● **Material supplied**:

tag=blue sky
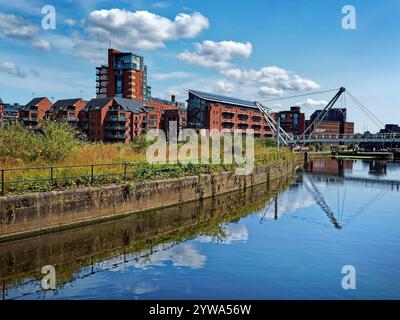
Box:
[0,0,400,131]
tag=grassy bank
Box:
[0,121,292,194]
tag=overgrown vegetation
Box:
[0,121,81,165]
[0,121,292,194]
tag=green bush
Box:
[0,120,80,164]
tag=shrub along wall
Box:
[0,161,293,239]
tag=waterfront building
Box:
[79,97,147,143]
[307,108,354,135]
[145,95,186,129]
[19,97,52,129]
[96,49,151,102]
[187,90,273,137]
[48,98,86,127]
[2,103,22,125]
[275,106,305,136]
[380,124,400,133]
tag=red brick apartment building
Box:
[19,97,52,129]
[48,98,86,127]
[96,49,151,102]
[0,99,4,126]
[79,97,147,143]
[307,158,353,176]
[145,95,186,130]
[275,106,306,136]
[307,108,354,135]
[187,90,273,137]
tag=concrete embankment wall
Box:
[0,159,300,240]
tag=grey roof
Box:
[50,98,81,112]
[82,98,112,111]
[83,97,146,113]
[21,97,50,110]
[114,97,143,113]
[189,90,257,108]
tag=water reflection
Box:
[0,159,400,299]
[0,178,290,298]
[369,160,387,176]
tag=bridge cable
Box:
[347,92,384,125]
[258,88,339,102]
[347,91,384,128]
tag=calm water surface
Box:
[0,159,400,299]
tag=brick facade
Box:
[19,97,52,129]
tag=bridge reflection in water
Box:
[0,177,291,299]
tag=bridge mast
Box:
[301,87,346,138]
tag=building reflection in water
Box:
[305,158,353,177]
[368,160,387,176]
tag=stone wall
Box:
[0,161,293,240]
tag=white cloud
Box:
[0,62,26,78]
[178,40,320,97]
[151,1,171,9]
[298,99,328,107]
[217,80,236,93]
[258,87,283,96]
[32,39,51,51]
[178,40,252,70]
[63,19,78,27]
[221,66,320,91]
[85,9,209,50]
[0,12,50,50]
[151,71,192,81]
[0,12,38,40]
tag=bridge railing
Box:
[294,133,400,140]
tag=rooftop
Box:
[83,97,144,113]
[50,98,85,112]
[189,90,257,109]
[21,97,51,110]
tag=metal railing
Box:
[294,133,400,140]
[0,162,139,196]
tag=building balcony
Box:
[238,123,249,129]
[105,125,128,131]
[106,116,127,122]
[22,117,39,123]
[222,122,234,129]
[222,111,235,119]
[106,133,127,141]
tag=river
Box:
[0,159,400,299]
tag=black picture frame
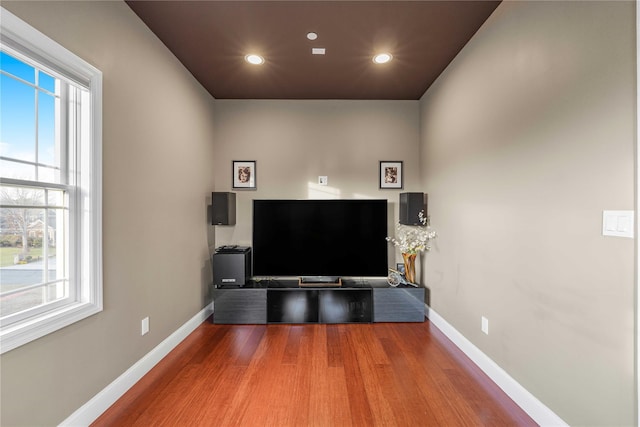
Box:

● **Requirements**:
Tally the lines in the data that contain the string "bridge", with case counting, and give only the number.

● **In response**:
4